**ACTIONS TO TAKE:**
1. Decide whether each statement agrees with the Cornetto database abstract, answering yes or no and quoting the deciding words. (a) The Dutch Wordnet resembles the Princeton Wordnet for English. (b) The initial version of the Cornetto database came from manual alignment of RBN and DWN. (c) The resulting resource is offered for research only under a paid license.
2. Proceed with the Cornetto database abstract, writing on from its final sentence.

━━━ DOCUMENT

|Author||Hennie van der Vliet, Isa Maks, Piek Vossen, Roxane Segers|
|Title||The Cornetto database: Semantic issues in linking lexical units and synsets|
|Abstract||Cornetto is a lexical semantic database that combines the Dutch Wordnet (Vossen 1998) and the Referentie Bestand Nederlands (Van der Vliet 2007). The Dutch Wordnet (DWN) is similar to the Princeton Wordnet for English (Fellbaum 1998), and the Referentie Bestand Nederlands (RBN) includes frame-like information as in FrameNet (Fillmore, Baker, Sato 2004) as well as information on the combinatorical behaviour of word meanings. The combination of the lexical resources has resulted in a rich relational database that may improve natural language processing technologies.
An important aspect of combining the resources is the alignment of the lexical units (LU’s) and the synsets. Automatic alignment of RBN and DWN resulted in an initial version of the Cornetto database. This version has been further extended both automatically and manually. The resulting data structure is stored in a database that keeps separate collections for LU’s (mainly derived from RBN), synsets (derived from DWN) and, in addition, a formal ontology (SUMO/MILO, see Niles and Pease 2001). These 3 semantic resources represent different viewpoints and layers of linguistic and conceptual information. The resulting resource is freely available for research in the form of an XML database.

━━━━━━
━━━ INFORMATION PROVIDED

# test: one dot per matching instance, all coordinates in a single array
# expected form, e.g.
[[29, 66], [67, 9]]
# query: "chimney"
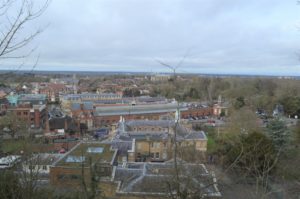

━━━━━━

**OUTPUTS FOR THE TASKS:**
1.
(a) Yes: "The Dutch Wordnet (DWN) is similar to the Princeton Wordnet for English (Fellbaum 1998)"
(b) No: "Automatic alignment of RBN and DWN resulted in an initial version of the Cornetto database."
(c) No: "The resulting resource is freely available for research in the form of an XML database."

2.
In this contribution, we will concentrate on the semantic information in Cornetto. We will discuss the differences in the perspective on semantics in the LU’s and synsets and we will give a brief overview of the differences with regard to semantic information. The merging of the two resources resulted in very rich semantic database. However, combining lexica with different perspectives on semantics causes specific problems in the alignment of LU’s and synsets and leads to findings that shed light on the organization of meaning in the lexicon.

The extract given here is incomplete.